-- Raw data --
----

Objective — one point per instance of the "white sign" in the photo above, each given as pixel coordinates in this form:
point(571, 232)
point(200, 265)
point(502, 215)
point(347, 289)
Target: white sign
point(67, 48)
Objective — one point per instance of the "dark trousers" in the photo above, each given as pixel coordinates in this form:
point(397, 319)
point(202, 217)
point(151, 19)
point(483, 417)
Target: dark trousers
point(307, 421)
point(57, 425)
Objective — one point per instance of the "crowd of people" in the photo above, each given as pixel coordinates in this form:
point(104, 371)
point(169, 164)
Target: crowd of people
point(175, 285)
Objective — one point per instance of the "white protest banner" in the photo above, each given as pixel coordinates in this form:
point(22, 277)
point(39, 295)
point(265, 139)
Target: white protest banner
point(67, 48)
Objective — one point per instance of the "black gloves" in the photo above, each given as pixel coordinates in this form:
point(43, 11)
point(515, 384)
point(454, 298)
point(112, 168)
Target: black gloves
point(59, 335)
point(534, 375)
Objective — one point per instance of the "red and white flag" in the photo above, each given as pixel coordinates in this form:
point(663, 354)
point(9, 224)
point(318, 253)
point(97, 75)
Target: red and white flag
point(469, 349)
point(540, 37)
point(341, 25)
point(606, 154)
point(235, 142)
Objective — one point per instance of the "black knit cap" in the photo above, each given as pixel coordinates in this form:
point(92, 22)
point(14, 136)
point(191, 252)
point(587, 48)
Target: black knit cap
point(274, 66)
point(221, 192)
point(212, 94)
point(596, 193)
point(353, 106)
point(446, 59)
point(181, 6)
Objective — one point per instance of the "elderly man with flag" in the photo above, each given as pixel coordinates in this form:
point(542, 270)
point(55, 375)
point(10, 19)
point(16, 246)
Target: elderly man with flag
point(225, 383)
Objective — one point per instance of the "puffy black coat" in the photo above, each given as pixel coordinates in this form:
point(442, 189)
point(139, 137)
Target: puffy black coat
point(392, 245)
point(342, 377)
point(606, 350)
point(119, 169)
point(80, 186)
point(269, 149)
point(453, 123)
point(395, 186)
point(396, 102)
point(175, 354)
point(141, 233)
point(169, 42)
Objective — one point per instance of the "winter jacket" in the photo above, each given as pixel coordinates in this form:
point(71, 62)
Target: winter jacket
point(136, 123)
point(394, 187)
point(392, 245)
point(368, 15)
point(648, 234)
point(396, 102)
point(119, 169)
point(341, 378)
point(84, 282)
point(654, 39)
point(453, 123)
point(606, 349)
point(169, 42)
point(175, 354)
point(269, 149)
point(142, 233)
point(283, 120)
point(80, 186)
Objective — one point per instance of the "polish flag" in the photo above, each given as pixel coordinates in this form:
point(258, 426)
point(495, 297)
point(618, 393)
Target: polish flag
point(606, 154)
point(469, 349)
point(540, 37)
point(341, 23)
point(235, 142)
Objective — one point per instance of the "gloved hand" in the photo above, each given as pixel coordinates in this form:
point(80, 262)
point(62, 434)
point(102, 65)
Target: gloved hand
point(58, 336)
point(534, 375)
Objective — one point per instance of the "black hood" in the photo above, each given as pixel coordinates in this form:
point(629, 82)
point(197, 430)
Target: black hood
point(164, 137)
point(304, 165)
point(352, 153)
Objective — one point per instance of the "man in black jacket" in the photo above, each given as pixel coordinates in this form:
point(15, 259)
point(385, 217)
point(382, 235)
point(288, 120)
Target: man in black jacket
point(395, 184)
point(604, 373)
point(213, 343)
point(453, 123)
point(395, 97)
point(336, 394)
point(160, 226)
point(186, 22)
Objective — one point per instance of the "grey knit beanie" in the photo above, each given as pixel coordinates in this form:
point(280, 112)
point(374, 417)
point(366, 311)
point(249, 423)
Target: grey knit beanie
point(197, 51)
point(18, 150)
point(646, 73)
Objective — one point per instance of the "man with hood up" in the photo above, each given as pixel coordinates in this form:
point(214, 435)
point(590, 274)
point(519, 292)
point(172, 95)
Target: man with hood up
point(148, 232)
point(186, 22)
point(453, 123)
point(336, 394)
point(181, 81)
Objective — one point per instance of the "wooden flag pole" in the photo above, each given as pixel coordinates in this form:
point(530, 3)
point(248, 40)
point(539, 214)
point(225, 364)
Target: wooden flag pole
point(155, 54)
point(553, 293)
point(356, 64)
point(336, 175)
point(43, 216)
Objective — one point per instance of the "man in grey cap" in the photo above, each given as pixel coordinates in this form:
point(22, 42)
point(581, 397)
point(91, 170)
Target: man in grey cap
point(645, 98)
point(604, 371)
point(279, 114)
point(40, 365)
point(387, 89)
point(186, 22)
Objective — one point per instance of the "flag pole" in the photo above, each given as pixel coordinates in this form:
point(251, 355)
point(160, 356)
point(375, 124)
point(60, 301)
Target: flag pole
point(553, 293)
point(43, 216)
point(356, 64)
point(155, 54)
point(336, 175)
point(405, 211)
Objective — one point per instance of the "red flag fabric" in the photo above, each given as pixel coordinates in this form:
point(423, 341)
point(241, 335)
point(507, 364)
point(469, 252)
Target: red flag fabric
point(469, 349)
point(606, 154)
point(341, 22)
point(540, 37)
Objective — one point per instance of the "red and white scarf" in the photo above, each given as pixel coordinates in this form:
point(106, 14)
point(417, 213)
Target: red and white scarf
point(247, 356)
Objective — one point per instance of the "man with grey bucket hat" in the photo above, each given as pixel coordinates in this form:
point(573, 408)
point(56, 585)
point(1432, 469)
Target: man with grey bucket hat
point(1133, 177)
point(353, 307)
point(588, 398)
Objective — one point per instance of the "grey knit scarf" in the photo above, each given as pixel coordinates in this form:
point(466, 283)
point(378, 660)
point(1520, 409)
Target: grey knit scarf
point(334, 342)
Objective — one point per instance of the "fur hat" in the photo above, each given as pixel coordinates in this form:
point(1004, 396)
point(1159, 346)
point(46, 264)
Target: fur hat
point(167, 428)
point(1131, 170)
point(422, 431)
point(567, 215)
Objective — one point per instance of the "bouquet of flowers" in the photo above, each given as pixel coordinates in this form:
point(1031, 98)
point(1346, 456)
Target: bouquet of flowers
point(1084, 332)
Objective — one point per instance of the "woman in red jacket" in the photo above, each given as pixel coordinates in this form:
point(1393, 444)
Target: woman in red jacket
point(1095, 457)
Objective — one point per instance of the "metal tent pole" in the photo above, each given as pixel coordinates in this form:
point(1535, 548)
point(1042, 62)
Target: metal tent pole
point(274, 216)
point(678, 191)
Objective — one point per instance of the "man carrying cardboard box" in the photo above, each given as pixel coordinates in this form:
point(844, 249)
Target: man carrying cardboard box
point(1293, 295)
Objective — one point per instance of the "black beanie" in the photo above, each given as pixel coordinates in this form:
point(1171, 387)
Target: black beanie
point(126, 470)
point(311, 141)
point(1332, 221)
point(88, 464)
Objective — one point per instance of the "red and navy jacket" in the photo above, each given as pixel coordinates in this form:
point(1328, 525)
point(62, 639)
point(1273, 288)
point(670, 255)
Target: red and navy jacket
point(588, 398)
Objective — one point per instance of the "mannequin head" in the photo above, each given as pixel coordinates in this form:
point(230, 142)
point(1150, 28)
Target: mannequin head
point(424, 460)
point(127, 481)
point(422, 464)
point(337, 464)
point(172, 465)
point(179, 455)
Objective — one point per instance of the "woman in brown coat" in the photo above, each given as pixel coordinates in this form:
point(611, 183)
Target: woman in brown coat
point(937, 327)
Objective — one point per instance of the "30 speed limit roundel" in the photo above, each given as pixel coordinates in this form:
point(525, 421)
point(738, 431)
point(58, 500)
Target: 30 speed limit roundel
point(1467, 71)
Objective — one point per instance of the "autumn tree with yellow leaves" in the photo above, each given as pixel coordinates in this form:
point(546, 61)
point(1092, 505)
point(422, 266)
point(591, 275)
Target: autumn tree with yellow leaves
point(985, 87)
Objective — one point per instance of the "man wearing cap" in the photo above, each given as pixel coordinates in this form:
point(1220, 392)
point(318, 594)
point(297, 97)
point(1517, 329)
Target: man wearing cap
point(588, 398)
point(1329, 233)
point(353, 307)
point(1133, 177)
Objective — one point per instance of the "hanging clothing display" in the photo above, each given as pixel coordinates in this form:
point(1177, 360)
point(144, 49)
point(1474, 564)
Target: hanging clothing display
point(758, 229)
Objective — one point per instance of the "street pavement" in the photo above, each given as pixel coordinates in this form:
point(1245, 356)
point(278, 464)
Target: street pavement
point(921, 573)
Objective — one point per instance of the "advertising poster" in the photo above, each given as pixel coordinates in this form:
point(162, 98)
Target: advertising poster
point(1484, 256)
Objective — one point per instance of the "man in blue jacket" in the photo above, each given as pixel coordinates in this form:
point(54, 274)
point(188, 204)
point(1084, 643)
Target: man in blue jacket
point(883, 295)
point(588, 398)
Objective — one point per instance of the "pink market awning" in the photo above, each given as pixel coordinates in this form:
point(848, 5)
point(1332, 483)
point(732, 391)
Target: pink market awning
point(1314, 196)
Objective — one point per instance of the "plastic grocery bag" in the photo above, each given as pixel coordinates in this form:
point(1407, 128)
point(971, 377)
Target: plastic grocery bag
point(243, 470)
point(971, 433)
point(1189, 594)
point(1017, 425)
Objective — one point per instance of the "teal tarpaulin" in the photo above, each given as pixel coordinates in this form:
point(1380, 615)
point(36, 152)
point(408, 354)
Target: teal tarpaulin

----

Please show each line of the data above that contains the word "tarpaulin".

Objective — one point per instance of the "teal tarpaulin" in the photo above, each given as pixel coordinates in this form:
Target: teal tarpaulin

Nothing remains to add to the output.